Task objective: Output as a numbered list every line of the items below, from the first line through the line that contains "xmin=152 ymin=466 xmax=260 ymax=506", skipping any blank lines.

Data entries:
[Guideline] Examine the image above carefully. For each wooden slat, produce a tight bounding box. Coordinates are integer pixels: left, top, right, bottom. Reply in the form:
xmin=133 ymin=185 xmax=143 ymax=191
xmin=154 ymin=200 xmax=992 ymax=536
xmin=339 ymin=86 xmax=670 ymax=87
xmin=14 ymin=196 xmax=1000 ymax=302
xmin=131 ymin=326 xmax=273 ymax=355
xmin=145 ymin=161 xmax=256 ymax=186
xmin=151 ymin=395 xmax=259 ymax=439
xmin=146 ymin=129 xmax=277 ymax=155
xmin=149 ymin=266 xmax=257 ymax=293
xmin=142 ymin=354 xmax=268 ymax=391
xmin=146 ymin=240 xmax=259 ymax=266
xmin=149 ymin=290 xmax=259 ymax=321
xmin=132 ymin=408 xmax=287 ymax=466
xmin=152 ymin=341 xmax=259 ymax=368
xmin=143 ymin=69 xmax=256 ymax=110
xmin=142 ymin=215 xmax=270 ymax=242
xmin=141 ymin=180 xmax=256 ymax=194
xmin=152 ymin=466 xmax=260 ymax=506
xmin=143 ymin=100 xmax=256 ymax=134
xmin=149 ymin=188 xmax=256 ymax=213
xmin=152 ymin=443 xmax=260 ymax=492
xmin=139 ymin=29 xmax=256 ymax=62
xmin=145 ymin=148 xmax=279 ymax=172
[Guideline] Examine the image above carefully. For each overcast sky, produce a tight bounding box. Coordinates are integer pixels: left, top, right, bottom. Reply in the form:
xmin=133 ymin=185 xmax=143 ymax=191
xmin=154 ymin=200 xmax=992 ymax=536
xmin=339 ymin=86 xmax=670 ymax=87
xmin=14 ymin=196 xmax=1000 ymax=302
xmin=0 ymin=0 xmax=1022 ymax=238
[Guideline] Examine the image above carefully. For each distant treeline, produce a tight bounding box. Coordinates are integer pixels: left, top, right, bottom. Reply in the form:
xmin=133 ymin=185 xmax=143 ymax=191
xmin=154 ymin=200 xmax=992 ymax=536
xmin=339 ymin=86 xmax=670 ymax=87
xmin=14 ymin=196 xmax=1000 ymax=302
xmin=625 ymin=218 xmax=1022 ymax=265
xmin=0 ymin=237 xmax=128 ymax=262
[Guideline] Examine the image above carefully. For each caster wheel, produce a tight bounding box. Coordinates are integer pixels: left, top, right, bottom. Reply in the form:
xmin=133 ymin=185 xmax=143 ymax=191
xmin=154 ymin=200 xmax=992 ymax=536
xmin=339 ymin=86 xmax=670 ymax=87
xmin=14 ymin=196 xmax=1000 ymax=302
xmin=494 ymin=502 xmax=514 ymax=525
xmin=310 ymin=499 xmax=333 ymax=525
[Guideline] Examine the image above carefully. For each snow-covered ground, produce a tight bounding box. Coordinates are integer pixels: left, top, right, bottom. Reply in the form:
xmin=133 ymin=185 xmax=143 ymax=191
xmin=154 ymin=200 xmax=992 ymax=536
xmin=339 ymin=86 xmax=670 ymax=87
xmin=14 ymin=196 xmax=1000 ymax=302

Task output:
1. [Guideline] Examine the image above carefully. For each wooden slat, produce a tight bounding box. Coordinates are integer pixels: left, top, right, bottom. Reply in the form:
2. xmin=133 ymin=185 xmax=143 ymax=191
3. xmin=154 ymin=200 xmax=992 ymax=536
4. xmin=339 ymin=86 xmax=670 ymax=87
5. xmin=14 ymin=196 xmax=1000 ymax=302
6. xmin=131 ymin=326 xmax=273 ymax=355
7. xmin=145 ymin=161 xmax=256 ymax=186
8. xmin=151 ymin=395 xmax=259 ymax=439
9. xmin=146 ymin=129 xmax=277 ymax=155
10. xmin=149 ymin=266 xmax=257 ymax=293
11. xmin=142 ymin=354 xmax=268 ymax=391
12. xmin=146 ymin=240 xmax=259 ymax=266
13. xmin=149 ymin=290 xmax=259 ymax=321
14. xmin=132 ymin=408 xmax=287 ymax=466
15. xmin=152 ymin=341 xmax=259 ymax=368
16. xmin=143 ymin=69 xmax=256 ymax=110
17. xmin=142 ymin=215 xmax=270 ymax=242
18. xmin=141 ymin=180 xmax=256 ymax=194
19. xmin=152 ymin=466 xmax=260 ymax=506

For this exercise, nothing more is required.